## [Task set]
1 > According to the column on Romney's speech, which article of the U.S. Constitution prohibits a "religious test" for office?
2 > In the column on Romney's speech, substitute "electricians" for "plumbers" and write out the passage that begins at the words "In the 1970s, a" and stops after "bigger yellow book.".
3 > Translate this sentence from the column on Romney's speech into Spanish: "Most everyone else thought it a good speech and that Romney had the correct view of the proper roles of church and state while refusing to compromise his personal convictions."

## [Excerpted passage]
>>>>>
Atheists are the only people who appear to have been offended by Mitt
Romney's speech about his Mormon faith. Judging by the reaction contained in
some newspaper columns, editorials and letters to the editor, atheists are
said to have felt "excluded" by Romney's failure to acknowledge that
tolerance of the anti-religious is part of America's tradition.
Most everyone else thought it a good speech and that Romney had the correct
view of the proper roles of church and state while refusing to compromise
his personal convictions.
What no one mentioned (so I will) is the curious practice by a substantial
number of voters who require our presidential candidates to acknowledge
faith in God. Article VI of the U.S. Constitution prohibits a "religious
test" for office, but that hasn't stopped many, especially in Iowa, from
requiring statements of evangelical faith before deciding for whom to vote.
Does one expect to know the spiritual bona fides of an individual, other
than pastor or religious worker, for any other job?
In the 1970s, a curiosity called the "Christian Yellow Pages" made the
rounds of churches and certain businesses run by evangelicals. It contained
names of professions one finds in the regular Yellow Pages - plumbers, taxi
drivers, auto mechanics, dry cleaners - except these were owned and operated
by certified, God-fearing, Bible-believing Christians. The clear implication
was that businesses found in the Christian Yellow Pages would do a better
job at a better price than the presumed "heathen" who advertised in the
bigger yellow book.
<<<<<
## [Records]
>>>>>
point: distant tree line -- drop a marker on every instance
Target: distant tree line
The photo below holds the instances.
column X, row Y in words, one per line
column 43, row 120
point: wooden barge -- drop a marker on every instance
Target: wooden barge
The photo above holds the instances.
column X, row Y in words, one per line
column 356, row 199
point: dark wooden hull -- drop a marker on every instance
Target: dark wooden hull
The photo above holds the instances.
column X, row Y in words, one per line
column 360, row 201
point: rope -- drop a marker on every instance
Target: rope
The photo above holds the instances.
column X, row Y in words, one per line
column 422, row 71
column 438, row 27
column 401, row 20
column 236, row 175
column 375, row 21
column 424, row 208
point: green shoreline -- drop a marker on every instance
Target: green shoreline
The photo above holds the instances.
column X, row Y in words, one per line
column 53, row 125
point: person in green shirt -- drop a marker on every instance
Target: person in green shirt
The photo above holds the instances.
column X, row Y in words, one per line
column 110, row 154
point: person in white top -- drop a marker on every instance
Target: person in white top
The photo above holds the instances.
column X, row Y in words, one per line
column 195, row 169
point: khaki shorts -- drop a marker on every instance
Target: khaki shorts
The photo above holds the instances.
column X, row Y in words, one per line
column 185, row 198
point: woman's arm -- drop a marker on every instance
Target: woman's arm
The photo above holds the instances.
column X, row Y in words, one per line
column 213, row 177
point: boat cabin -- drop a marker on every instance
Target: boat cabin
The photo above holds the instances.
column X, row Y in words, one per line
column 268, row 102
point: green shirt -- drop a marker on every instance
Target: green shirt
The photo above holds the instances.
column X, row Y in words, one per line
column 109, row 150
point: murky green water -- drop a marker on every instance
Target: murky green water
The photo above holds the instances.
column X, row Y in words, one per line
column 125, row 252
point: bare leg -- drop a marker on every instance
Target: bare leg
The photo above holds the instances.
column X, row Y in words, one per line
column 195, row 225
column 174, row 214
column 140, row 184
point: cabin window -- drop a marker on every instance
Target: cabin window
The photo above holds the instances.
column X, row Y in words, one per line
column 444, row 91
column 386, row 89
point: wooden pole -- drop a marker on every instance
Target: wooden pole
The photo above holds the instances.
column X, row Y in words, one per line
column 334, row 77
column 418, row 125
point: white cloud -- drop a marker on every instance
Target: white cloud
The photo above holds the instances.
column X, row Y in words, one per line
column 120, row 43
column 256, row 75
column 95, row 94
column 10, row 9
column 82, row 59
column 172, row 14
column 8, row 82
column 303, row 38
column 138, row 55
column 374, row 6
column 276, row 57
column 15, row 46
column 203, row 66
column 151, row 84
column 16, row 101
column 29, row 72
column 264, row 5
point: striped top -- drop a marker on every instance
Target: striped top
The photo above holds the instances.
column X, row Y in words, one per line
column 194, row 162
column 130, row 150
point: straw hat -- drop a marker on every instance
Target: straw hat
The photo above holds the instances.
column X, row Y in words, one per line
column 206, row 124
<<<<<
## [Task-by-task solutions]
1 > Article VI

2 >
In the 1970s, a curiosity called the "Christian Yellow Pages" made the
rounds of churches and certain businesses run by evangelicals. It contained
names of professions one finds in the regular Yellow Pages - electricians, taxi
drivers, auto mechanics, dry cleaners - except these were owned and operated
by certified, God-fearing, Bible-believing Christians. The clear implication
was that businesses found in the Christian Yellow Pages would do a better
job at a better price than the presumed "heathen" who advertised in the
bigger yellow book.

3 > Casi todos los demás pensaron que fue un buen discurso y que Romney tenía la visión correcta de los papeles apropiados de la iglesia y el Estado, sin dejar de negarse a comprometer sus convicciones personales.